▶ _Tantangan 1_:
Menurut artikel di bawah tentang puisi Aan Mansyur untuk Rangga, apa saja yang dilakukan Aan sebelum menuliskan puisi-puisi untuk AADC2? Sebutkan semuanya.
▶ _Tantangan 2_:
Apakah pernyataan berikut sesuai dengan artikel di bawah tentang puisi Aan Mansyur untuk Rangga? Jawab ya atau tidak untuk masing-masing, lalu kutip kata-kata artikel yang menentukan jawabannya.
(a) Katakerja adalah perpustakaan komunitas di kawasan Wesabbe, Makassar.
(b) Buku Tidak Ada New York Hari Ini memuat 30 puisi Aan.
(c) Puisi berjudul Batas ditulis oleh Chairil Anwar.
▶ _Tantangan 3_:
Sambung artikel di bawah tentang puisi Aan Mansyur untuk Rangga, mulai dari kalimat terakhirnya.

▶ _Teks Halaman_:
· · ·
TEMPO.CO, Makassar - Di atas kereta yang sedang melaju, Rangga merangkai kata-kata menjadi sebait puisi. Jari-jarinya, yang mengukir kata-kata, kadang terhenti. Ia diam. Pandangannya menatap jauh menembus kaca jendela kereta. “…Lihat, tanda tanya itu, jurang antara kebodohan dan keinginanku memilikimu sekali lagi.” Ini merupakan sepenggal puisi Rangga yang ditulis M. Aan Mansyur berjudul Batas.
“Saya punya dua peran, orang yang menulis puisi atas nama Rangga dan penyair yang dibaca karya-karyanya oleh Rangga,” ujar Aan, Ahad pagi lalu, di Katakerja—perpustakaan komunitas sekaligus ruang publik kreatif di kawasan Wesabbe, Makassar.
Meski menulis puisi atas nama Rangga, penulis Melihat Api Bekerja ini tetap mempertahankan gaya bertuturnya yang selalu bercerita. Puisi-puisi yang dituliskan untuk Rangga tetap ada jejak Chairil Anwar, lalu dipengaruhi bacaan Rangga sehingga ada aroma Pablo Neruda dan Sapardi Djoko Damono. Tapi puisi-puisi Ada Apa dengan Cinta 2 tetap Aan banget karena salah satu karya yang dibaca Rangga adalah puisi-puisi M. Aan Mansyur.
Obrolan pagi itu dimulai dengan kerja bakti bersama warga kompleks Wesabbe. Aan, yang baru saja memangkas rumput di halaman Katakerja, duduk mengeringkan keringat. Ia mengajak saya membayangkan Rangga yang sangat Aku, puisi Chairil Anwar yang menjadi ‘identitas’ AADC 1.
Lalu, seperti apa Aan memberikan ‘identitas’ puisi yang tidak Aku lagi? “Saya hanya membayangkan, setelah 14 tahun Rangga membaca buku-buku puisi lain, yang kemudian mempengaruhi gaya bertuturnya,” ungkap Aan. Adalah Fablo Neruda, Sapardi Djoko Damono dan M Aan Mansyur, serta puisi dari penyair-penyair di Amerika Serikat yang menjadi bacaan Rangga, yang kemudian mempengaruhi gaya bertuturnya.
Sebelum menuliskan puisi-puisi untuk AADC2, Aan mengaku harus melakukan riset yang mendalam, selain menonton AADC1 dan membaca skrip AADC2. Ia melakukan riset dengan membaca blog dan mengikuti Instagram tentang New York selama 6 bulan. Buku Tidak Ada New York Hari ini adalah puisi dan gambar yang berbicara. Sebab, selain 31 puisi Aan, ada foto-foto Moriza. “Buku ini dibayangkan adalah puisi-puisi dan foto-foto karya Rangga,” ujar Aan.
· · ·
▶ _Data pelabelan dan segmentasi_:
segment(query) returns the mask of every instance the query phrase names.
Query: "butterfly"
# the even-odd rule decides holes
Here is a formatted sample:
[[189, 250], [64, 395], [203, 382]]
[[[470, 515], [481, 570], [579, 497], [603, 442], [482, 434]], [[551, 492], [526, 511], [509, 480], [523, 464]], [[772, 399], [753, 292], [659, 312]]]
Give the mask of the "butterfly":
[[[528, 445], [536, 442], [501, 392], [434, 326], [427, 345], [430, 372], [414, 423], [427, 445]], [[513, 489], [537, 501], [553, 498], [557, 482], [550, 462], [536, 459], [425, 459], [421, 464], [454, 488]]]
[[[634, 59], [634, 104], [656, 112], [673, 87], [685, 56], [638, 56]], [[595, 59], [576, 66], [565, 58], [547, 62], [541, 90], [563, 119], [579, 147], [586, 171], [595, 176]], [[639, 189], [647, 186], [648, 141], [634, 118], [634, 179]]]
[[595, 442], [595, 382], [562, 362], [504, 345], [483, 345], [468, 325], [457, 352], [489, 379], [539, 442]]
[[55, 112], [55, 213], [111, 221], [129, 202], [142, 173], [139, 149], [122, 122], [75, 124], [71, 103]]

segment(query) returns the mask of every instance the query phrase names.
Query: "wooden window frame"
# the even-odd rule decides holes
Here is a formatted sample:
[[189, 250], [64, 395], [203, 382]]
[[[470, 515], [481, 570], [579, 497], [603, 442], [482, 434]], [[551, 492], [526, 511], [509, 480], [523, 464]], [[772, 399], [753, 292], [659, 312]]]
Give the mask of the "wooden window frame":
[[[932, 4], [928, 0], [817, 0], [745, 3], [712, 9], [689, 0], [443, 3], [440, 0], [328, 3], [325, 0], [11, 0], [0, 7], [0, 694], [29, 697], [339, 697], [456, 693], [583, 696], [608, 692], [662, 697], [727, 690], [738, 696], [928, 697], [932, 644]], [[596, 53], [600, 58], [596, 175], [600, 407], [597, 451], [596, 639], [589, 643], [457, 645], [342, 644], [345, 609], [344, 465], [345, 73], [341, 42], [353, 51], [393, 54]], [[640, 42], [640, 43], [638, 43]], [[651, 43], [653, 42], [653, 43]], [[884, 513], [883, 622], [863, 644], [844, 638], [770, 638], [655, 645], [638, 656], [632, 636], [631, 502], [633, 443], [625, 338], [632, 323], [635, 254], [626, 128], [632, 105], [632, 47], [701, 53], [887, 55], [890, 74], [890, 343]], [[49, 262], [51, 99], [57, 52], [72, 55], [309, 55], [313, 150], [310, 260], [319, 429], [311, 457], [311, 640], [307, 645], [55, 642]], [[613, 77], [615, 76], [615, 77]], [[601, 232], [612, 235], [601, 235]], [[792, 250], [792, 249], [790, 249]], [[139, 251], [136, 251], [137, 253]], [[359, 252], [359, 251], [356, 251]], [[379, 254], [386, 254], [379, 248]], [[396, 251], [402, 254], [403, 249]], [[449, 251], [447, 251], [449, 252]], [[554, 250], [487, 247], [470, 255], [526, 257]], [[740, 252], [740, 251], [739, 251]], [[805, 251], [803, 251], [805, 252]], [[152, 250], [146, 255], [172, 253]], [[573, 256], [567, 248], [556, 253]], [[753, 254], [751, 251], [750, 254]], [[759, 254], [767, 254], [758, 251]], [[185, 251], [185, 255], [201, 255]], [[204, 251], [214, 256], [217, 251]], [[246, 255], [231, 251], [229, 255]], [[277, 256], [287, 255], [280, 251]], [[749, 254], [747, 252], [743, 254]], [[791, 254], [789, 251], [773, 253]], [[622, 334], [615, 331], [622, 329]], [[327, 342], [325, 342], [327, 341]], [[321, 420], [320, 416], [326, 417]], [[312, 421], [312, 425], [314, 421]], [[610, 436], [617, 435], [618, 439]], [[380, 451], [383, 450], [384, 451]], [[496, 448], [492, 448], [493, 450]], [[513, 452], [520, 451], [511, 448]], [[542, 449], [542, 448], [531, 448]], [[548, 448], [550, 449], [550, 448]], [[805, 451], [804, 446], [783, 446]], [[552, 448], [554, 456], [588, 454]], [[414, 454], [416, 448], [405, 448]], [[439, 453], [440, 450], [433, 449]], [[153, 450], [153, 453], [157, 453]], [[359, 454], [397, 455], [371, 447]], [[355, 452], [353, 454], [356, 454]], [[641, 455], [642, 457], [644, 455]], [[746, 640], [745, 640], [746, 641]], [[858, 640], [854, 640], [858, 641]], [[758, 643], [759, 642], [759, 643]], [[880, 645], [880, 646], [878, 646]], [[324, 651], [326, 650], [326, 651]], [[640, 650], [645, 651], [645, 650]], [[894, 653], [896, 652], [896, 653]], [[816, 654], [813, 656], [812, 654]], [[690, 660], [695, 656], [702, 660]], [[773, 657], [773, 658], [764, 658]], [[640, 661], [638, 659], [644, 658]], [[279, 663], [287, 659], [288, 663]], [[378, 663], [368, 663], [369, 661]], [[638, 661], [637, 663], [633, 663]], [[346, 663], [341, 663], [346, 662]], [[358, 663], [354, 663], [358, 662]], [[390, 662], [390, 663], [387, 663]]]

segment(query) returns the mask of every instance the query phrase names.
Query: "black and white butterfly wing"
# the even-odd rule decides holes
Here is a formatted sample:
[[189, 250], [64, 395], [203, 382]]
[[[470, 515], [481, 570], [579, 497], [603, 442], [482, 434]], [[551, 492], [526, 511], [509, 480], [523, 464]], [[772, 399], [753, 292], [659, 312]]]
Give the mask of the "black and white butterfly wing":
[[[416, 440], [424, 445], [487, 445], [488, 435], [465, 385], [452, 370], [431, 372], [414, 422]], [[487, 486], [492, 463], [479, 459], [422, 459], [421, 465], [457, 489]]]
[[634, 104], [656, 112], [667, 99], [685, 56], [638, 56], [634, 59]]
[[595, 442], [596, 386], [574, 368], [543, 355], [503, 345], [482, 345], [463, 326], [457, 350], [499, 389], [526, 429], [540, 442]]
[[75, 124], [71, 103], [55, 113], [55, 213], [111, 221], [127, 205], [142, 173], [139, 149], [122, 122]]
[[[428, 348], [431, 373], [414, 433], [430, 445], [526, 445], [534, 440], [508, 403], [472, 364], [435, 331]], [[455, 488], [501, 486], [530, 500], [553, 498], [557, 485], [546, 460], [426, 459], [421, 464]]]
· · ·
▶ _Jawaban Latihan 1_:
1. Menonton AADC1.
2. Membaca skrip AADC2.
3. Membaca blog tentang New York selama 6 bulan.
4. Mengikuti Instagram tentang New York selama 6 bulan.

▶ _Jawaban Latihan 2_:
(a) Ya: "Katakerja—perpustakaan komunitas sekaligus ruang publik kreatif di kawasan Wesabbe, Makassar."
(b) Tidak: "selain 31 puisi Aan, ada foto-foto Moriza."
(c) Tidak: "Ini merupakan sepenggal puisi Rangga yang ditulis M. Aan Mansyur berjudul Batas."

▶ _Jawaban Latihan 3_:
Tidak Ada New York Hari Ini mengawali kumpulan puisi tentang AADC2, lalu ditutup puisi berjudul Cinta. Film AADC2 sepertinya memberikan porsi puisi yang lebih besar. “Jika dulu Cinta dan Rangga dipertemukan puisi, sekarang membayangkan Rangga menulis puisi-puisi untuk menemani kesepian dan kesedihannya,” kata penyair dan penulis yang sehari-hari menjadi pustakawan Katakerja.
Membaca puisi-puisi Rangga yang ditulis Aan rasanya tak hanya kesepian, tapi juga ada rindu dan dendam. Dendam pada negaranya yang membuat Rangga harus pindah ke New York, meninggalkan cintanya. Ia juga menuliskan bagaimana ia merasa asing di tengah-tengah keramaian New York. “Seperti berusaha menolak sesuatu yang kau suka,” kata Aan.
Tingkat kesulitan menulis puisi-puisi AADC2, kata Aan, karena dia harus masuk ke karakter Rangga. Meski demikian, Aan mengaku tidak begitu terbebani. “Saya menulis seperti saya.” Bagi Aan, perasaan kesepian, jauh dari orang tua, dan suka jalan sendiri tak hanya menjadi kehidupan Rangga, tapi juga menjadi bagian dari kehidupannya.
Puisi-puisi AADC2 mulai digarap pada April 2015. Setelah peluncuran buku puisi Melihat Api Bekerja—kolaborasi puisi dan ilustrasi M. Aan Mansyur dan Muhammad Taufiq alias Emte. Mira Lesmana datang saat pameran di Edwin’s Gallery di Kemang, Jakarta, pertengahan April tahun lalu. Di tempat itulah Aan dan Mira membicarakan puisi-puisi AADC2. “Saya mungkin diajak karena Mira menyukai puisi-puisi saya,” tutur Aan.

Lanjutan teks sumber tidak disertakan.